Required task
Copy out the opinion piece on property taxes and budget gaps below in full, word for word, without changing anything.

Source text
That’s clever politics. It’s poor economics.

The same budget documents show a $5.4 billion two-year gap, even after announced savings and revised revenue projections.

The plan also leans on nearly $1 billion from a rainy-day reserve in FY2026 and hundreds of millions more from a retiree health trust in FY2027 to technically balance the books. Those are temporary tools being used to manage a structural budget imbalance.

This isn’t a revenue problem; it’s a spending problem.

Property taxes are not some neutral lever. They don’t land on “the system.” They land on people. When local reporting notes that higher property taxes will flow into higher rents and higher living costs, that’s not partisan commentary. It’s how cost pass-through works.

Landlords incorporate higher tax bills into rents. Commercial property owners build those costs into prices. Small businesses raise fees to stay afloat.

Even families who don’t own homes feel it.

The framing of “tax the rich or raise property taxes” creates a false choice. Either way, the private economy gets squeezed to sustain an expanding government. And when the baseline for spending keeps rising, the tax debate becomes permanent.

This pattern isn’t unique to New York. It’s a common model in local government:
  1. Expand recurring spending commitments.
  2. Assume steady or optimistic revenue growth.
  3. When projections soften, propose tax increases.

Property taxes are especially attractive to local officials because they’re stable and difficult to avoid. You can relocate income or consumption more easily than real estate. That makes property taxes politically convenient. It also makes them a disaster economically.

For lawmakers, the lesson is simple: if spending growth isn’t limited, taxes will climb. It’s not ideological. It’s arithmetic. When expenditures grow faster than population growth and inflation over time, the gap compounds.
Eventually, officials argue that tax hikes are unavoidable to protect “essential services.” But what’s essential is rarely defined with discipline.

A more durable approach would focus on structural reforms:
  • Cut spending and enact growth limits of less than population growth plus inflation.
  • Stop relying on one-time reserves to cover recurring costs.

(Pointing and labeling material)
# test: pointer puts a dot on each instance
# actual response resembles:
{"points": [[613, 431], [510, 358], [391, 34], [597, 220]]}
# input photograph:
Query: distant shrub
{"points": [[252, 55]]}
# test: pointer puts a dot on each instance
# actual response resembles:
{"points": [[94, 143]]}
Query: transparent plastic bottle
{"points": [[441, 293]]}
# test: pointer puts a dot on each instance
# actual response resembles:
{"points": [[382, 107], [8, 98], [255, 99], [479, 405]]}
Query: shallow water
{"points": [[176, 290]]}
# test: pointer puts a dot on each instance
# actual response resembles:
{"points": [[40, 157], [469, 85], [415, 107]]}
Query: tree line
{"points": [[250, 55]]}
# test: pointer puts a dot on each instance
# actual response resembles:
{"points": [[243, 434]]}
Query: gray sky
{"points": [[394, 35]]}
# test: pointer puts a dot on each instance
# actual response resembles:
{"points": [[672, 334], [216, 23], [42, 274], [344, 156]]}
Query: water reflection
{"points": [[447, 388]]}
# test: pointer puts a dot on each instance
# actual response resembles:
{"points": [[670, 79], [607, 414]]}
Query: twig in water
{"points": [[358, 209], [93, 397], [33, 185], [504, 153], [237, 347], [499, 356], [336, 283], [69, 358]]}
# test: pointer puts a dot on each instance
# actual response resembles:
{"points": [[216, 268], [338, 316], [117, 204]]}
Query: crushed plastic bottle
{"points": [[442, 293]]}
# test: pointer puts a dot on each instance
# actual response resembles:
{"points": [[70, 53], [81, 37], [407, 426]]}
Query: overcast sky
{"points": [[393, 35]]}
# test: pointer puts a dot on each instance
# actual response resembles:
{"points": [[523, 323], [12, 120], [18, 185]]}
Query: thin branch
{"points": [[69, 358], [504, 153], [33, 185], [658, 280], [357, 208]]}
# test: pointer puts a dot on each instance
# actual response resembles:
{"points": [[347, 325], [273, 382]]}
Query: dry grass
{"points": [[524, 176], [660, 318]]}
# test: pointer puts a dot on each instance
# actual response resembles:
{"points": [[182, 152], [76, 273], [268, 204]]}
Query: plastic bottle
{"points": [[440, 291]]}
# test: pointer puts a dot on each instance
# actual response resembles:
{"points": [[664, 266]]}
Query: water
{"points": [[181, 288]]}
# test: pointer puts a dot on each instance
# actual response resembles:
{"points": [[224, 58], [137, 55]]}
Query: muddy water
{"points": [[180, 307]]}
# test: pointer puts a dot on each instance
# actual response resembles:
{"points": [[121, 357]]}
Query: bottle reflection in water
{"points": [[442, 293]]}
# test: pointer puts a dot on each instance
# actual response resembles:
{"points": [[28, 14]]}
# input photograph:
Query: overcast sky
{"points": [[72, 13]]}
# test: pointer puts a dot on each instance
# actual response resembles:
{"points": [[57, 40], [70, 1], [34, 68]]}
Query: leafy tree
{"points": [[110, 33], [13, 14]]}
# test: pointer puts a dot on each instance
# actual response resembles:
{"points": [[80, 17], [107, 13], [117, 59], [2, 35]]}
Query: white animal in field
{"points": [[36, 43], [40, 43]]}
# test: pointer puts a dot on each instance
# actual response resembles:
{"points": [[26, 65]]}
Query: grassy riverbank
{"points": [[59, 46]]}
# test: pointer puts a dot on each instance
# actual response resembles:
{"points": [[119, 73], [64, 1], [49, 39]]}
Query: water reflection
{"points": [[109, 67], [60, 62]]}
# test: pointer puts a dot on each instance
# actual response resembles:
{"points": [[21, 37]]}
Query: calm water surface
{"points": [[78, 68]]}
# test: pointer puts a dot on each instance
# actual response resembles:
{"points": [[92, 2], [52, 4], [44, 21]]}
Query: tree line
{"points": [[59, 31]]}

Task result
That’s clever politics. It’s poor economics.

The same budget documents show a $5.4 billion two-year gap, even after announced savings and revised revenue projections.

The plan also leans on nearly $1 billion from a rainy-day reserve in FY2026 and hundreds of millions more from a retiree health trust in FY2027 to technically balance the books. Those are temporary tools being used to manage a structural budget imbalance.

This isn’t a revenue problem; it’s a spending problem.

Property taxes are not some neutral lever. They don’t land on “the system.” They land on people. When local reporting notes that higher property taxes will flow into higher rents and higher living costs, that’s not partisan commentary. It’s how cost pass-through works.

Landlords incorporate higher tax bills into rents. Commercial property owners build those costs into prices. Small businesses raise fees to stay afloat.

Even families who don’t own homes feel it.

The framing of “tax the rich or raise property taxes” creates a false choice. Either way, the private economy gets squeezed to sustain an expanding government. And when the baseline for spending keeps rising, the tax debate becomes permanent.

This pattern isn’t unique to New York. It’s a common model in local government:
  1. Expand recurring spending commitments.
  2. Assume steady or optimistic revenue growth.
  3. When projections soften, propose tax increases.

Property taxes are especially attractive to local officials because they’re stable and difficult to avoid. You can relocate income or consumption more easily than real estate. That makes property taxes politically convenient. It also makes them a disaster economically.

For lawmakers, the lesson is simple: if spending growth isn’t limited, taxes will climb. It’s not ideological. It’s arithmetic. When expenditures grow faster than population growth and inflation over time, the gap compounds.
Eventually, officials argue that tax hikes are unavoidable to protect “essential services.” But what’s essential is rarely defined with discipline.

A more durable approach would focus on structural reforms:
  • Cut spending and enact growth limits of less than population growth plus inflation.
  • Stop relying on one-time reserves to cover recurring costs.